- TEXT
History of Jiu-Jitsu
The Martial Art was developed in India more than 2000 years ago before Christ, by Buddhist monks. Because their religion and moral values did not allow the use of weapons, these monks were forced to develop empty hand system of self-defense to protect themselves against barbarian attacks, which was common at the time.
Since these monks possessed great scientific knowledge, they created a system of self-defense based on the laws of physics such as center of gravity, balance, weight shifting, momentum and friction as well as human body vital and weakest points. Their system spread through China and eventually made its way to Japan.
The Samurai clans of Japan adopted Jiu-Jitsu (meaning gentle art) s their own traditional style to defeat an opponent regardless if the situation was throwing, striking, or grappling. Along the years, with the intention of hiding Jiu-Jitsu from the westerners who were generally bigger and stronger, the Japanese split the techniques and developed martial arts with limited effectiveness such as Karate, Judo, Aikido, etc.
History Brazilian of Jiu-Jitsu
Jiu-Jitsu finally made its way to Brazil in the early 1900’s, after Japanese Jiu-Jitsu champion Mitsuyo Maeda immigrated there. Because of his Jiu-Jitsu exploits, he had been awarded a government position by Prince Hirohito to oversee Japanese immigration to Brazil. His efforts were largely aided by Gastao Gracie, a Brazilian politician and scholar of Scottish descent. Maeda was so grateful that in return he decided to go against Japanese tradition, teaching real Jiu-Jitsu to a non-Japanese, Gastao’s oldest son, Carlos Gracie. This was about 1918.

- SUPPLIED DATA
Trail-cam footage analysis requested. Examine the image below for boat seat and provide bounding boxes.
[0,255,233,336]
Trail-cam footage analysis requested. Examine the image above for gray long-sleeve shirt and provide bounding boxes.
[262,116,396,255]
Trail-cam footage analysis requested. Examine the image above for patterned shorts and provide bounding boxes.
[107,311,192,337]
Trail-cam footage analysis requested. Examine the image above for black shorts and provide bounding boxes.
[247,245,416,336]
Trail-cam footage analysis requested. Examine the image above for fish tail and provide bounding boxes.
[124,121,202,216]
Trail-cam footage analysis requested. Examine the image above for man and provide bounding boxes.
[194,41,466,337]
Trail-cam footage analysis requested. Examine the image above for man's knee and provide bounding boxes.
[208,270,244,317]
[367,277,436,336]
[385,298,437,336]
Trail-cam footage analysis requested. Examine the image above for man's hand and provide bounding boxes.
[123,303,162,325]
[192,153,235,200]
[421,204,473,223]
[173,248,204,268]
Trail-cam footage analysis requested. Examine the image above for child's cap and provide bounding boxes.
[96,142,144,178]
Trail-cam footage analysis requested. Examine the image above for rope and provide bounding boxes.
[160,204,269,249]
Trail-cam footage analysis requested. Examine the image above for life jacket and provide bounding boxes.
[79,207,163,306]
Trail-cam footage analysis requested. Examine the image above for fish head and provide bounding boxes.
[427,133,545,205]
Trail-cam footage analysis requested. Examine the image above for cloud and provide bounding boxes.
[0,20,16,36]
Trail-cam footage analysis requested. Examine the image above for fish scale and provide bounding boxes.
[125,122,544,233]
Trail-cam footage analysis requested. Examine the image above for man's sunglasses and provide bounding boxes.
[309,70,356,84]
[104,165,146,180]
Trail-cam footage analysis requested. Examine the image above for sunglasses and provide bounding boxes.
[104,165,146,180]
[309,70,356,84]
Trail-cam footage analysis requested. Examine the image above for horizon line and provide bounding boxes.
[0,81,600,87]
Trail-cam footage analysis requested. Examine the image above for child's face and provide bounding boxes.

- ACTIVITY
Answer these questions from the jiu-jitsu history:
(a) Who developed the martial art in India?
(b) What does the name Jiu-Jitsu mean?
(c) Who did Mitsuyo Maeda teach real Jiu-Jitsu to?

- SOLUTION
(a) Buddhist monks.
(b) Gentle art.
(c) Carlos Gracie, the oldest son of Gastao Gracie.